◆ Goal A: In the blog post about Bob Corker's Senate race, whom did Bill Brock beat in the 1970 Republican primary?
◆ Goal B: Please continue the blog post about Bob Corker's Senate race, starting right after its last sentence about Winfield Dunn.

◆ Text passage:
Sunday, August 06, 2006

Big shoes to fill

The dust has finally settled. The smoke has finally cleared.

Bob Corker is left standing to take the good fight into November, where Harold Ford Jr. is waiting.

I voted for Corker. So why am I not smiling?

Maybe it's something to do with all those senseless negative ads. Why do that when you have such a lead as Corker obviously did? Maybe it's something to do with the stretching of the truth in several of them. Maybe it's that awful ad Corker ran of him and his mother. What genius came up with that?

That's not it. I've seen negative ads (Willie Horton), stretching of the truth ("Mission Accomplished" comes to mind) and stupid political ads (Dukakis driving the tank) before.

No, I guess what gets me is thinking about the Republicans who once held the seat Corker now wants. And how he just doesn't measure up (both literally and figuratively).

Pull up a chair and let me tell you about another Chattanooga native. He was a good looking guy, and really smart. He used to be a Democrat, but saw the error of his ways in the 1950s, and converted.

He was elected to the U.S. House in 1962 and served four terms. In 1970, he won the Republican nomination to go after the devil himself --- the late Albert Gore Sr. He even beat Tex Ritter in the GOP primary!

And Bill Brock sent Gore packing for Carthage that fall.

He was the mastermind behind the rise of the modern Republican party in the Volunteer State, the seeds of which were planted in Howard Baker's election to the Senate in 1966.

Brock and other influential state Republicans found a Memphis dentist named Winfield Dunn, another dude who looked good on the tube, to run for governor in '70. Dunn won, too.

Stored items
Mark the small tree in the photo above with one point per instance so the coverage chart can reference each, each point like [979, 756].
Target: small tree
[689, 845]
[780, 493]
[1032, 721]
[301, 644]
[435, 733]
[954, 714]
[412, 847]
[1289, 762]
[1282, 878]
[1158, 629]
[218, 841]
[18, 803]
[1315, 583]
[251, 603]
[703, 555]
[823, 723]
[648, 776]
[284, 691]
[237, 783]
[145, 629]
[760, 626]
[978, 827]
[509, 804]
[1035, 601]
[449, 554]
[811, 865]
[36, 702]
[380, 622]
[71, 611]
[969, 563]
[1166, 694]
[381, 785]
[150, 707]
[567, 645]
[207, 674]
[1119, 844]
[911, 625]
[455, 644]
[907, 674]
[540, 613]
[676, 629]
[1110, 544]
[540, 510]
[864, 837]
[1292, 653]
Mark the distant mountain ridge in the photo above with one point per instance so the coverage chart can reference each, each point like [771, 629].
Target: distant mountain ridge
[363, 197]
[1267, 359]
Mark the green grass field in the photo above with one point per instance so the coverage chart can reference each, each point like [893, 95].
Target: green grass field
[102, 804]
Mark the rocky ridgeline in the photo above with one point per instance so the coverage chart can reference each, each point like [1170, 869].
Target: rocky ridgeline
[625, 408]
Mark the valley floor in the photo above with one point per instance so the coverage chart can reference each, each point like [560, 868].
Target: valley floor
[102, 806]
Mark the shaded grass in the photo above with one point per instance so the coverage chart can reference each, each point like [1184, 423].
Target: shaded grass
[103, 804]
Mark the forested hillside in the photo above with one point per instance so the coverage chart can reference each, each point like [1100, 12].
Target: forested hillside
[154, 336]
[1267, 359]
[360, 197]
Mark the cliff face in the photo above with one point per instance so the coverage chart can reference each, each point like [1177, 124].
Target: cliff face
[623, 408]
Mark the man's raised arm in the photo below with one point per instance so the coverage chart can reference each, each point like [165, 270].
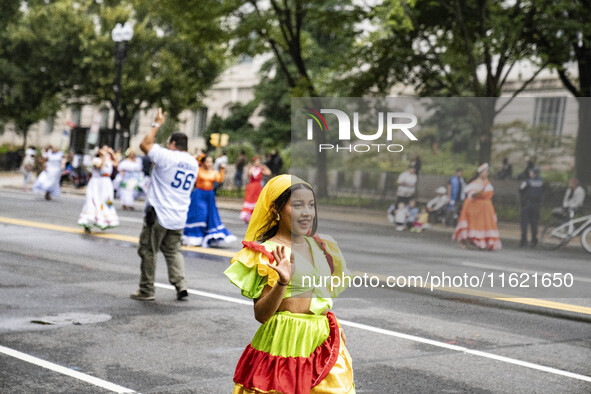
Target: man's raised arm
[148, 141]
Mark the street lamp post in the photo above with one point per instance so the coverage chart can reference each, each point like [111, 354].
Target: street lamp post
[121, 35]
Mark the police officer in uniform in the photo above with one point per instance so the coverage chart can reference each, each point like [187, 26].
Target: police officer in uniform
[531, 195]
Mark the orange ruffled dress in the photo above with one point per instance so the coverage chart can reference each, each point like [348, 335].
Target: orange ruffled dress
[478, 221]
[293, 352]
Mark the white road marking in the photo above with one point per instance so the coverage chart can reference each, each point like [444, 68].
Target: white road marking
[129, 219]
[65, 371]
[414, 338]
[512, 269]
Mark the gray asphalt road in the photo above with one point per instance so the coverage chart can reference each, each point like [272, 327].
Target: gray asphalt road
[401, 340]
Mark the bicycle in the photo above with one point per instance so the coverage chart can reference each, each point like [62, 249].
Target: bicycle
[559, 233]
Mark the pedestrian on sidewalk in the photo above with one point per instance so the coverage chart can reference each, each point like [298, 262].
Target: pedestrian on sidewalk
[167, 203]
[240, 164]
[255, 171]
[300, 346]
[28, 166]
[98, 209]
[574, 197]
[456, 194]
[204, 226]
[530, 191]
[407, 182]
[48, 182]
[477, 224]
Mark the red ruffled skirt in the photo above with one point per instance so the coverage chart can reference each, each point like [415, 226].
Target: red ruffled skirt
[295, 353]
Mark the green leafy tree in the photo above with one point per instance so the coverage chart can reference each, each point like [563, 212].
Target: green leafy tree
[37, 56]
[561, 32]
[447, 48]
[308, 38]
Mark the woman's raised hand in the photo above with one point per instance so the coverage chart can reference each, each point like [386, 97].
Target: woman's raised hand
[282, 264]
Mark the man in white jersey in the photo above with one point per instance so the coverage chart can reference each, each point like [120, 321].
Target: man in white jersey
[167, 204]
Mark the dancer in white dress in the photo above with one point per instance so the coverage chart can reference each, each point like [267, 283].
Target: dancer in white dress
[130, 178]
[48, 181]
[98, 209]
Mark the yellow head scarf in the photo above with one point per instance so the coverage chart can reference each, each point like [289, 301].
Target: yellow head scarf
[262, 211]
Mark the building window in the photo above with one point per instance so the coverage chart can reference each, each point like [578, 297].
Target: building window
[135, 124]
[199, 121]
[549, 111]
[104, 118]
[49, 123]
[76, 114]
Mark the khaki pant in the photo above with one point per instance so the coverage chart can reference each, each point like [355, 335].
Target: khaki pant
[152, 239]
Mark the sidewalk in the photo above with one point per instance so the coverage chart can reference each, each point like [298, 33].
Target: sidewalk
[508, 231]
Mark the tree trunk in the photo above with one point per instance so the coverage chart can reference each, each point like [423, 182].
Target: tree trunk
[583, 144]
[321, 189]
[486, 105]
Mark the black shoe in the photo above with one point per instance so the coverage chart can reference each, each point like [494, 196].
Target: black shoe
[138, 295]
[180, 295]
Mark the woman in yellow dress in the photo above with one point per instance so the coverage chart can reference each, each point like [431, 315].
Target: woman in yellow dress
[286, 268]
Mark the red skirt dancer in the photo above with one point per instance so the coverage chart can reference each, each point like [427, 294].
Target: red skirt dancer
[251, 194]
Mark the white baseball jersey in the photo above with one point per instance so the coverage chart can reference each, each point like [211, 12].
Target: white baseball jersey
[173, 177]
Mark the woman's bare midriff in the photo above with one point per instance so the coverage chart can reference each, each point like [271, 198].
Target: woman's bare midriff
[300, 304]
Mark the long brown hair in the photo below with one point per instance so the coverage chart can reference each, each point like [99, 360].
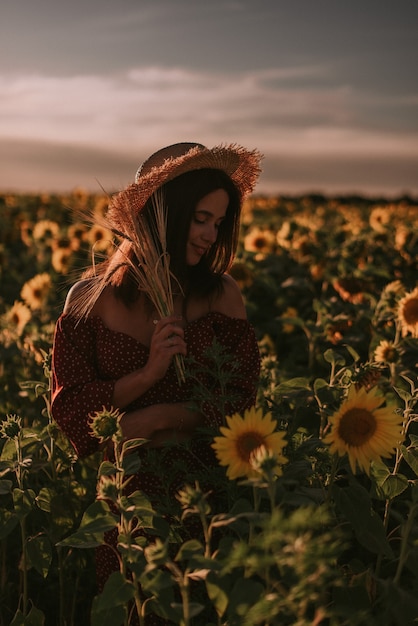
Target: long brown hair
[181, 196]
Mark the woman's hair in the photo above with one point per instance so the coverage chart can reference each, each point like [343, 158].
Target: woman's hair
[181, 196]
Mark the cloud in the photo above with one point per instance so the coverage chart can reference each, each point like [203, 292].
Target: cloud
[81, 127]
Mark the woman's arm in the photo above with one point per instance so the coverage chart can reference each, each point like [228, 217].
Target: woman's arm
[230, 301]
[161, 422]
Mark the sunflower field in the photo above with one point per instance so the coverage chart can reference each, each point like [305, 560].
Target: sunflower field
[317, 522]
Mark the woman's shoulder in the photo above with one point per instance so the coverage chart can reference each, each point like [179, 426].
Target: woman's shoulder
[230, 301]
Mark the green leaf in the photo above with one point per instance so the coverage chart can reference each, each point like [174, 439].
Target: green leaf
[131, 464]
[333, 357]
[107, 469]
[6, 466]
[96, 520]
[114, 616]
[116, 592]
[355, 504]
[131, 444]
[8, 521]
[23, 500]
[244, 594]
[411, 457]
[5, 487]
[44, 499]
[39, 551]
[189, 549]
[218, 595]
[403, 394]
[294, 383]
[35, 617]
[388, 485]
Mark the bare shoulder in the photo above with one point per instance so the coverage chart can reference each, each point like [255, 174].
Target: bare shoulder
[230, 302]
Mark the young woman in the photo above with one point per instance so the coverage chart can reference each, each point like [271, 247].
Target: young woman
[112, 350]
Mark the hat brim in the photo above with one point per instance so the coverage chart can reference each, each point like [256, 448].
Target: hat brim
[241, 165]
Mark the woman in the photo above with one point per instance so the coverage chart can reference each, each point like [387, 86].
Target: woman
[111, 349]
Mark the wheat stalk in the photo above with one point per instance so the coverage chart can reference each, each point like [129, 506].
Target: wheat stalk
[151, 270]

◆ Expected output A: Tex Ritter.

◆ Expected output B:
The unthinkable had happened. Tennessee became the first state from the old Confederacy to have two Republican senators, and the GOP would again hold the governor's chair for the first time since Alfred Taylor outfiddled his Democratic brother, Bob, for the seat in the 1920s.

Brock became a star in the national Republican party; he was one of Richard Nixon's favorite senators. When Watergate (and a little unpleasantness about income taxes) came back to bite him in 1976, Brock went on to become the head of the Republican National Committee.

When Brock left that job in 1981, Ronald Reagan appointed him a U.S. trade representative and, later, secretary of labor. Today he's retired and living in Annapolis, Md.

A whole blog post could be devoted to that era's senior senator from Tennessee. Baker is a true legend, a charismatic Volunteer who gained national fame as the Republican voice of reason on the Senate Watergate Committee. They called him The Great Conciliator. ("What did the president know, and when did he know it?")

He should have been president, but a guy from California with a big grin and an even better sense of humor beat him to it. Baker shrugged his shoulders and went back to the Senate. He later became Reagan's chief-of-staff at a time when the Gipper's ship needed salvaging. George W. Bush made him Ambassador to Japan.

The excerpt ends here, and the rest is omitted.